(Set tasks):
1. In the text about Vinotas, roughly what share of the company's portfolio is Italian wine?
2. Write out the Vinotas text word for word, everything from "As Abood steadily" down to "in New York.".

This strong connection to environmentally conscious wines was a key point of the founding mission of Vinotas, but so too was price point. “I noticed a dearth of offerings in the sub-$20 range in the organic, biodynamic, and natural space,” Abood says. “I want everybody to be able to afford a well-made wine that keeps both your palate and your intellect interested.” This turned out to be an advantageous strategy; in the first few years after the recession, Abood noticed that the average bottle price that he encountered at retail shops dropped from $30 to around $17. He says, “We were really at the perfect price point due to the economic conditions.”
As Abood steadily cultivated a reputation in this niche market, the economy recovered, giving Vinotas the ability to grow. Abood started looking for out-of-state distributor partners in 2012, and he brought Sugarman, a former high-tech sales specialist, on board in 2013. After selling only French wines initially, particularly from value-oriented regions like the Loire Valley, Languedoc-Roussillon, and Southwest France, the Vinotas partners expanded into Italian wine three years ago, again looking for small, family producers making organic, biodynamic, and natural wine. The Vinotas portfolio is currently made up of about 60 percent French wine and 40 percent Italian, and it includes three California producers distributed in New York.

(Excerpted records):
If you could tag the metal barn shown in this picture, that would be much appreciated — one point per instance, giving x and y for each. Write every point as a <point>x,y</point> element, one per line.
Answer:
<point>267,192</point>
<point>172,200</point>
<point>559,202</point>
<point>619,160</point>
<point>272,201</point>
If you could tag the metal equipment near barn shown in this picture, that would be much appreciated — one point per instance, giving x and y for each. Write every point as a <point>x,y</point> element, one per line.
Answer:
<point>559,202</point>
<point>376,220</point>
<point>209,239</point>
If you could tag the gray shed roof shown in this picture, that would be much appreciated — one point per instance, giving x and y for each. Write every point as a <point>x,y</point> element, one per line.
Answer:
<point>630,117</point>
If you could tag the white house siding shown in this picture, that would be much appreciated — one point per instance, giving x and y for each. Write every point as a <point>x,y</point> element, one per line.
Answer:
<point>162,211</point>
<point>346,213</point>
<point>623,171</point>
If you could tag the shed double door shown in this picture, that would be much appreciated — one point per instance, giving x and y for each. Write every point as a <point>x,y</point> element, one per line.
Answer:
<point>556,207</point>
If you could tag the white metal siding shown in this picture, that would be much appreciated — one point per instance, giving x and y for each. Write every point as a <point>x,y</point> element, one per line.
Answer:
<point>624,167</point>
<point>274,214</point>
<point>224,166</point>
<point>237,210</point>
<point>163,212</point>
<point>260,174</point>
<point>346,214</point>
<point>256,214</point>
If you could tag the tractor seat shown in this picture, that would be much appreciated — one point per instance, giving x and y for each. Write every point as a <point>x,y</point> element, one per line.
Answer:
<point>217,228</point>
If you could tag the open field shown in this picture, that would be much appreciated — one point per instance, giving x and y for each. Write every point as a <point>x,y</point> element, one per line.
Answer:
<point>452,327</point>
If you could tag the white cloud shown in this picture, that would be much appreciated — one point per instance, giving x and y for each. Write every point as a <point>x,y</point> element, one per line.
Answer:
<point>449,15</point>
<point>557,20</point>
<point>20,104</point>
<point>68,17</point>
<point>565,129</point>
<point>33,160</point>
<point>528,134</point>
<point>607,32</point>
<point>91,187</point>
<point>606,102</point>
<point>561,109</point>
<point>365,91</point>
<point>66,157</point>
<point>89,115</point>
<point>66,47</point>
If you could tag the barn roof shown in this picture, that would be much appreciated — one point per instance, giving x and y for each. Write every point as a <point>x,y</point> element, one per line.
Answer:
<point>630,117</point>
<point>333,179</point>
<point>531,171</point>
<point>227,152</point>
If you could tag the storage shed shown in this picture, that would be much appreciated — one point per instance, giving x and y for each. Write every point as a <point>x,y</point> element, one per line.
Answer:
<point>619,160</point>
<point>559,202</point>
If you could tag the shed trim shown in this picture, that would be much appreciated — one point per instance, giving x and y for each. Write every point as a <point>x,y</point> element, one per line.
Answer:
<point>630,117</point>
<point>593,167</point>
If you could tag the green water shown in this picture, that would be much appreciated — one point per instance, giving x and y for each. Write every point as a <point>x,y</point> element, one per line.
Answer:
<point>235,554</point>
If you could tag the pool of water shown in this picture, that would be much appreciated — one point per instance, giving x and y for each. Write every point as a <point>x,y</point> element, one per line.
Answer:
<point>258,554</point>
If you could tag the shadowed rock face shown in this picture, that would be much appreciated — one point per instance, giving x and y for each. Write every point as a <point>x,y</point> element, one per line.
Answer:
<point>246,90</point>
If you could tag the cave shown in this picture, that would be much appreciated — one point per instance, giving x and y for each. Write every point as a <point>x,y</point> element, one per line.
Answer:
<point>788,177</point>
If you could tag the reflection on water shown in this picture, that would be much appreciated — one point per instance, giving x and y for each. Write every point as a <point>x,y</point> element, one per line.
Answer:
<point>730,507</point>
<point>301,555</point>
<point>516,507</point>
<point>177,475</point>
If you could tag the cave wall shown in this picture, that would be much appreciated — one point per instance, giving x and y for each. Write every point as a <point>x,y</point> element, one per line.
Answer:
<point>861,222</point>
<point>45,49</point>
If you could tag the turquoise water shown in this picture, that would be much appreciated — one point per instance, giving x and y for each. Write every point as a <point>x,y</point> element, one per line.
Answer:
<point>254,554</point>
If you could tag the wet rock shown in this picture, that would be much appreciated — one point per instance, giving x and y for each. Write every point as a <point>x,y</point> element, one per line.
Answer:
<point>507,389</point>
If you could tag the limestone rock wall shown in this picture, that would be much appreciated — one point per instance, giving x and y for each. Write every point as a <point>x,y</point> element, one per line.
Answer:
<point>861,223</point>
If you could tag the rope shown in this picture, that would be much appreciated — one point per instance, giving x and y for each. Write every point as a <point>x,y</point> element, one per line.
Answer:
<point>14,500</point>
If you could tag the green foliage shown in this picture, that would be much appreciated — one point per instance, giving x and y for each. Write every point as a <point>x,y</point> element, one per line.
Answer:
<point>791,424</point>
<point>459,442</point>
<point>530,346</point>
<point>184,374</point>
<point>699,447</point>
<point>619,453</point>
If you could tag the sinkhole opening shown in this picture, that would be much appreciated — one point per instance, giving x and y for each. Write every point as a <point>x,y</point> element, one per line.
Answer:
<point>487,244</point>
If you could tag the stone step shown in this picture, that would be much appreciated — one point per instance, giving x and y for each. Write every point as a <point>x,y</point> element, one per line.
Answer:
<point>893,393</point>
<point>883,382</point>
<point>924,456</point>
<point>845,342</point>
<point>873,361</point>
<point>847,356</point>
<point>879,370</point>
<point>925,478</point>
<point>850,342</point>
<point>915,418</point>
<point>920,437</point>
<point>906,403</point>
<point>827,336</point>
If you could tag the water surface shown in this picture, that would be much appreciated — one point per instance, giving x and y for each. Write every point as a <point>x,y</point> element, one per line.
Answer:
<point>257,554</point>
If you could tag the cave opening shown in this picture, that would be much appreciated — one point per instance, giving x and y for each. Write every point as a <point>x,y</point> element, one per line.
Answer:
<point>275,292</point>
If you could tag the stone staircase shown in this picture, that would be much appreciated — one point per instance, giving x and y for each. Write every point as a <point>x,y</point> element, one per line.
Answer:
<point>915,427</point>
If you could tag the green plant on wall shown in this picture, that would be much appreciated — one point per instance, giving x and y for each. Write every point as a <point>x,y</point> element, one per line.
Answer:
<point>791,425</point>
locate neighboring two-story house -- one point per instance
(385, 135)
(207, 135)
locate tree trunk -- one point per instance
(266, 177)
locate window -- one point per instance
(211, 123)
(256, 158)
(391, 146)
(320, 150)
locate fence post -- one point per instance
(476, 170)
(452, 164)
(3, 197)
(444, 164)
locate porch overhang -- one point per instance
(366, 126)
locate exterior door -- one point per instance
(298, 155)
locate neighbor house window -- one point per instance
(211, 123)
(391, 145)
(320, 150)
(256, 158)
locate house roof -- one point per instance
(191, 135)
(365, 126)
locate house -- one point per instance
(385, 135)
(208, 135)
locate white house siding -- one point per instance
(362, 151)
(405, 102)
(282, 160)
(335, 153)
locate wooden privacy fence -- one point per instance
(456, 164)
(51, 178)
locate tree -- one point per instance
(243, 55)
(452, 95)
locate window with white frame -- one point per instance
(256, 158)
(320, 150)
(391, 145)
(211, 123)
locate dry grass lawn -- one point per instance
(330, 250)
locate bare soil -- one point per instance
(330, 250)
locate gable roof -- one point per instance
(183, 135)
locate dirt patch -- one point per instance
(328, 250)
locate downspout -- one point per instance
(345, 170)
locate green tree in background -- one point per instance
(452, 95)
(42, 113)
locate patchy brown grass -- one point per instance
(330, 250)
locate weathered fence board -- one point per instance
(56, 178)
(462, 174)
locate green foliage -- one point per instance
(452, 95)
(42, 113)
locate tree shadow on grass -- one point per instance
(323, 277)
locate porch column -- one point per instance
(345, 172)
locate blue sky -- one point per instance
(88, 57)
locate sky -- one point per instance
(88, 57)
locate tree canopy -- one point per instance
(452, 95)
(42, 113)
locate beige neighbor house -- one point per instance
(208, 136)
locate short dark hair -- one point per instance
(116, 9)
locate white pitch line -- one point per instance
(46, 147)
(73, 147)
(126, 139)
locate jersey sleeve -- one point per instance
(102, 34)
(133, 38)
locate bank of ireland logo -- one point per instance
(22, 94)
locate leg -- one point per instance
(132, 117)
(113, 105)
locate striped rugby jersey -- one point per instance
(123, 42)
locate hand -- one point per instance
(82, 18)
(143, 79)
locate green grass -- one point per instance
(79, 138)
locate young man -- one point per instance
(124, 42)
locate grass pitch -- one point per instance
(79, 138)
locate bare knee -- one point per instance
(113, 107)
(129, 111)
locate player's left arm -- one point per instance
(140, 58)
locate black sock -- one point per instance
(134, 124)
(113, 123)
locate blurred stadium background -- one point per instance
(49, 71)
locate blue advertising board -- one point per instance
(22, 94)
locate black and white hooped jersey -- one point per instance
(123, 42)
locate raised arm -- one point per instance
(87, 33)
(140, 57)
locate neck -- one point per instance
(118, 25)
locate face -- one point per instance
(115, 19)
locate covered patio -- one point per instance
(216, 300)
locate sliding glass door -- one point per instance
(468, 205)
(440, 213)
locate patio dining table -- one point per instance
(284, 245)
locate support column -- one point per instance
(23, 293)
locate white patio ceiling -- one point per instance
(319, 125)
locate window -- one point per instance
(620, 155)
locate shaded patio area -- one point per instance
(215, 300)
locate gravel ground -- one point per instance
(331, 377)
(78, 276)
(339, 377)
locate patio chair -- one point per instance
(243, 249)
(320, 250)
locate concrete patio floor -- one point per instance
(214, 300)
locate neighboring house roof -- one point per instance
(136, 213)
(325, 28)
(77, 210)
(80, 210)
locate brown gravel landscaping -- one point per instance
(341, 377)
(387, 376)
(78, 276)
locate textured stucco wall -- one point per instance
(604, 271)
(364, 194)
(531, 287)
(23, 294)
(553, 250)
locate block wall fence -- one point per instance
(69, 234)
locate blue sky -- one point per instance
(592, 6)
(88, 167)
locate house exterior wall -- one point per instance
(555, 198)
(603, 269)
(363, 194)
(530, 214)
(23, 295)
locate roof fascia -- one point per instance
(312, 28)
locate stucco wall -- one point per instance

(Responses by task):
1. About 40 percent.

2.
As Abood steadily cultivated a reputation in this niche market, the economy recovered, giving Vinotas the ability to grow. Abood started looking for out-of-state distributor partners in 2012, and he brought Sugarman, a former high-tech sales specialist, on board in 2013. After selling only French wines initially, particularly from value-oriented regions like the Loire Valley, Languedoc-Roussillon, and Southwest France, the Vinotas partners expanded into Italian wine three years ago, again looking for small, family producers making organic, biodynamic, and natural wine. The Vinotas portfolio is currently made up of about 60 percent French wine and 40 percent Italian, and it includes three California producers distributed in New York.